What you will do: Quote each of the records below word for word, leaving out the pictures.

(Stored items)
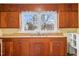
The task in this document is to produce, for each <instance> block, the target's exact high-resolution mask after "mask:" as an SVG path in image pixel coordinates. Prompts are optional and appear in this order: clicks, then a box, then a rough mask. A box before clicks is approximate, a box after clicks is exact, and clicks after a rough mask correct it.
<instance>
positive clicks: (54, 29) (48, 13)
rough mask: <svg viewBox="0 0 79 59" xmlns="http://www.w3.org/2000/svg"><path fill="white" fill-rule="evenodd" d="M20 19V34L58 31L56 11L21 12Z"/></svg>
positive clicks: (57, 22) (20, 14)
mask: <svg viewBox="0 0 79 59" xmlns="http://www.w3.org/2000/svg"><path fill="white" fill-rule="evenodd" d="M20 17H21V18H20V25H21V26H20V28H21V32H24V33H37V32H39V33H46V32H55V31H57V30H58V14H57V12H56V11H41V12H38V11H37V12H30V11H24V12H21V14H20Z"/></svg>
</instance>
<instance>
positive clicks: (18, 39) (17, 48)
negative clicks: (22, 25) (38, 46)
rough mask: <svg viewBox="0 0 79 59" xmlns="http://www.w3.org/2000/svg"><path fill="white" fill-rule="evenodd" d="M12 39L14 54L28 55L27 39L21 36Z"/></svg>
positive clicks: (15, 54) (27, 40) (21, 55)
mask: <svg viewBox="0 0 79 59" xmlns="http://www.w3.org/2000/svg"><path fill="white" fill-rule="evenodd" d="M13 40H14V46H13V47H14V51H13V55H14V56H29V40H28V39H23V38H19V39H18V38H17V39H13Z"/></svg>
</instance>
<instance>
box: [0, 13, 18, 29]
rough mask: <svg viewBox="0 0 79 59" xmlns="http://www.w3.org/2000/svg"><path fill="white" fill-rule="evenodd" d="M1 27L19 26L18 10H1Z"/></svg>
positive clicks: (15, 26)
mask: <svg viewBox="0 0 79 59" xmlns="http://www.w3.org/2000/svg"><path fill="white" fill-rule="evenodd" d="M0 27H1V28H19V12H1V26H0Z"/></svg>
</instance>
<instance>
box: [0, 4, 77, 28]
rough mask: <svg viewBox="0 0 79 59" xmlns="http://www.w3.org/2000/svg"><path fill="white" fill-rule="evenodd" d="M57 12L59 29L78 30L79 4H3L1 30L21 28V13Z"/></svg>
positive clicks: (2, 4)
mask: <svg viewBox="0 0 79 59" xmlns="http://www.w3.org/2000/svg"><path fill="white" fill-rule="evenodd" d="M39 9H41V10H44V11H57V12H58V14H59V28H78V4H11V5H10V4H1V5H0V13H1V15H0V17H1V18H0V28H19V27H20V25H19V20H20V19H19V12H21V11H37V10H39Z"/></svg>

Answer for this exercise:
The task in this document is to produce, for each <instance> block, the target's exact high-resolution mask after "mask:" as an SVG path in image pixel coordinates. Prompts are optional and appear in this order: clicks, then a box, then a rough mask. A box before clicks is approximate, a box after clicks is exact, and clicks after a rough mask correct it.
<instance>
positive clicks: (54, 29) (48, 13)
rough mask: <svg viewBox="0 0 79 59" xmlns="http://www.w3.org/2000/svg"><path fill="white" fill-rule="evenodd" d="M20 19V34L58 31L56 11L21 12Z"/></svg>
positive clicks: (57, 22) (20, 14)
mask: <svg viewBox="0 0 79 59" xmlns="http://www.w3.org/2000/svg"><path fill="white" fill-rule="evenodd" d="M20 17H21V18H20V25H21V26H20V28H21V32H24V33H37V32H39V33H46V32H55V31H57V30H58V14H57V12H56V11H41V12H38V11H37V12H30V11H24V12H21V14H20Z"/></svg>
</instance>
<instance>
positive clicks: (18, 39) (17, 48)
negative clicks: (22, 25) (38, 46)
rough mask: <svg viewBox="0 0 79 59" xmlns="http://www.w3.org/2000/svg"><path fill="white" fill-rule="evenodd" d="M12 39L14 54L28 55L27 39L21 36Z"/></svg>
positive clicks: (15, 54) (27, 40) (21, 55)
mask: <svg viewBox="0 0 79 59" xmlns="http://www.w3.org/2000/svg"><path fill="white" fill-rule="evenodd" d="M13 40H14V46H13V47H14V51H13V55H14V56H29V40H28V39H23V38H19V39H18V38H17V39H13Z"/></svg>
</instance>
<instance>
box: [0, 13, 18, 29]
rough mask: <svg viewBox="0 0 79 59" xmlns="http://www.w3.org/2000/svg"><path fill="white" fill-rule="evenodd" d="M1 27L19 26L18 10H1Z"/></svg>
positive clicks: (15, 26)
mask: <svg viewBox="0 0 79 59" xmlns="http://www.w3.org/2000/svg"><path fill="white" fill-rule="evenodd" d="M0 27H1V28H19V12H1V26H0Z"/></svg>
</instance>
<instance>
box: [0, 4, 77, 28]
rough mask: <svg viewBox="0 0 79 59" xmlns="http://www.w3.org/2000/svg"><path fill="white" fill-rule="evenodd" d="M57 12L59 29L78 30L79 4H3L1 30L21 28V13Z"/></svg>
positive clicks: (2, 4)
mask: <svg viewBox="0 0 79 59" xmlns="http://www.w3.org/2000/svg"><path fill="white" fill-rule="evenodd" d="M39 9H41V10H44V11H57V12H58V14H59V28H78V4H11V5H10V4H1V5H0V13H1V15H0V17H1V18H0V28H19V27H20V25H19V20H20V19H19V12H21V11H37V10H39Z"/></svg>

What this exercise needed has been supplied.